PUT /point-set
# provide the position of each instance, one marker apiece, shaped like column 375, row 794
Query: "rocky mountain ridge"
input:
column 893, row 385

The exercise. Turn the lines above into a Markdown table with the columns No. and Text, one row per line, skipping any blank lines.

Solution to the problem.
| No. | Text |
|---|---|
| 1 | PUT /point-set |
| 2 | # provide the position of each instance, one marker apiece, shaped like column 375, row 794 |
| 3 | Query: "rocky mountain ridge" |
| 4 | input: |
| 5 | column 893, row 385 |